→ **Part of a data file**
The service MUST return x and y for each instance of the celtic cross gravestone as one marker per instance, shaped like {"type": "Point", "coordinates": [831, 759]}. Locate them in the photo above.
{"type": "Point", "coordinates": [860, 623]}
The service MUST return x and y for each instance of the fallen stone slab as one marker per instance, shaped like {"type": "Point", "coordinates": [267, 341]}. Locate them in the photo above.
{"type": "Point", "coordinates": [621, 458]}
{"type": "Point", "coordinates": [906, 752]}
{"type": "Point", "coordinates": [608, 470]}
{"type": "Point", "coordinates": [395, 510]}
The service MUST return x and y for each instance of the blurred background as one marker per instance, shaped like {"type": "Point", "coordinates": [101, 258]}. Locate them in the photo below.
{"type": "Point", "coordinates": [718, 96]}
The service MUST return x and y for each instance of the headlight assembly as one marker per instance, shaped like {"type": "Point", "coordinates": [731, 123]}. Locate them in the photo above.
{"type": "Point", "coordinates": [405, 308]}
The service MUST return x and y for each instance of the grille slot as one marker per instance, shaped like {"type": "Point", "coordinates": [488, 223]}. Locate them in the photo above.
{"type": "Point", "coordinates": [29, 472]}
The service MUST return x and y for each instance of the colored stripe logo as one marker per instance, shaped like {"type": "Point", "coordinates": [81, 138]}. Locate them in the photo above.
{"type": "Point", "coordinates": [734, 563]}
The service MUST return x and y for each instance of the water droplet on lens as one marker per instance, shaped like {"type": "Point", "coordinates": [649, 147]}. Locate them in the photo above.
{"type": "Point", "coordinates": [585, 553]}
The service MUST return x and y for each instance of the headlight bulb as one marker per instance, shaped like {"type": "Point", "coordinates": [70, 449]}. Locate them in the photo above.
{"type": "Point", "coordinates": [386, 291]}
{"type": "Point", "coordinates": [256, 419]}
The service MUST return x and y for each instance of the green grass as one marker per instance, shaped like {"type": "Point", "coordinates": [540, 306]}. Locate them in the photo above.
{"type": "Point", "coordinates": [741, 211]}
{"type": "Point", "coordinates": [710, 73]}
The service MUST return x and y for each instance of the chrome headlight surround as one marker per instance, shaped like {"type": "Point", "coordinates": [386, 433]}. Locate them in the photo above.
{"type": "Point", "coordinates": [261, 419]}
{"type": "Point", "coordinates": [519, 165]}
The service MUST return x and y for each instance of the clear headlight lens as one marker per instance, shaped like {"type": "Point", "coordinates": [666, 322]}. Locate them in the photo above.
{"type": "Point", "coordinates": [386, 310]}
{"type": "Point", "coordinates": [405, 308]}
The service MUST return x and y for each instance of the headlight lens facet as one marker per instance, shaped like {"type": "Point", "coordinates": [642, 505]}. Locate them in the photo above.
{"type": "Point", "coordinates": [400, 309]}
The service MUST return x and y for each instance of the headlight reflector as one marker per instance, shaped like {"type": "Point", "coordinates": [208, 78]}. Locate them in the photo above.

→ **Given instruction**
Could you update the data above by replacing "MUST" with "SHOULD" everywhere it occurs and leaving everything else unchanged?

→ **Exercise answer**
The service SHOULD return x and y for each instance of the celtic cross gravestone as one marker per instance, shaped like {"type": "Point", "coordinates": [831, 759]}. Locate them in the photo above.
{"type": "Point", "coordinates": [860, 623]}
The service SHOULD return x and y for each instance of the fallen stone slab as one marker per instance, shaped like {"type": "Point", "coordinates": [267, 341]}. Locate them in the photo above.
{"type": "Point", "coordinates": [621, 458]}
{"type": "Point", "coordinates": [906, 752]}
{"type": "Point", "coordinates": [608, 470]}
{"type": "Point", "coordinates": [395, 510]}
The service SHOULD return x and y for each instance of the blurred background as one marker per instance, shaped like {"type": "Point", "coordinates": [101, 258]}. Locate them in the photo below.
{"type": "Point", "coordinates": [718, 96]}
The service SHOULD return x and y for each instance of the headlight assembly as one marker per instance, shaped like {"type": "Point", "coordinates": [731, 123]}. Locate them in the photo above.
{"type": "Point", "coordinates": [405, 308]}
The service SHOULD return x and y for each instance of the grille slot as one marker per instance, shaped like {"type": "Point", "coordinates": [488, 223]}. Locate them in the photo above.
{"type": "Point", "coordinates": [29, 472]}
The service SHOULD return x and y for each instance of the colored stripe logo as one marker per instance, shaped like {"type": "Point", "coordinates": [81, 138]}. Locate them in the photo above.
{"type": "Point", "coordinates": [734, 563]}
The service SHOULD return x and y for each instance of the water droplet on lens as one marker per instance, shaped like {"type": "Point", "coordinates": [649, 147]}. Locate them in the photo above.
{"type": "Point", "coordinates": [585, 553]}
The service SHOULD return x and y for each instance of the headlight bulb as one marker per instance, shaped like {"type": "Point", "coordinates": [70, 449]}. Locate them in the photo above.
{"type": "Point", "coordinates": [386, 291]}
{"type": "Point", "coordinates": [256, 419]}
The service SHOULD return x and y for each instance of the green grass as one marker per instance, shaped like {"type": "Point", "coordinates": [540, 306]}. Locate them in the photo above.
{"type": "Point", "coordinates": [741, 211]}
{"type": "Point", "coordinates": [710, 73]}
The service SHOULD return x and y for each instance of the chrome headlight surround as one marker per instance, shaped like {"type": "Point", "coordinates": [386, 433]}. Locate them in the photo above.
{"type": "Point", "coordinates": [261, 419]}
{"type": "Point", "coordinates": [519, 165]}
The service SHOULD return x and y for each instance of the clear headlight lens as one marker per instance, shaped like {"type": "Point", "coordinates": [666, 322]}. Locate them in the photo above.
{"type": "Point", "coordinates": [386, 310]}
{"type": "Point", "coordinates": [405, 308]}
The service SHOULD return x and y for each instance of the headlight lens facet as one marker per instance, shaped like {"type": "Point", "coordinates": [642, 505]}. Locate them in the photo above.
{"type": "Point", "coordinates": [400, 309]}
The service SHOULD return x and y for each instance of the headlight reflector as one marker per instance, shaped like {"type": "Point", "coordinates": [208, 78]}. Locate them in the photo above.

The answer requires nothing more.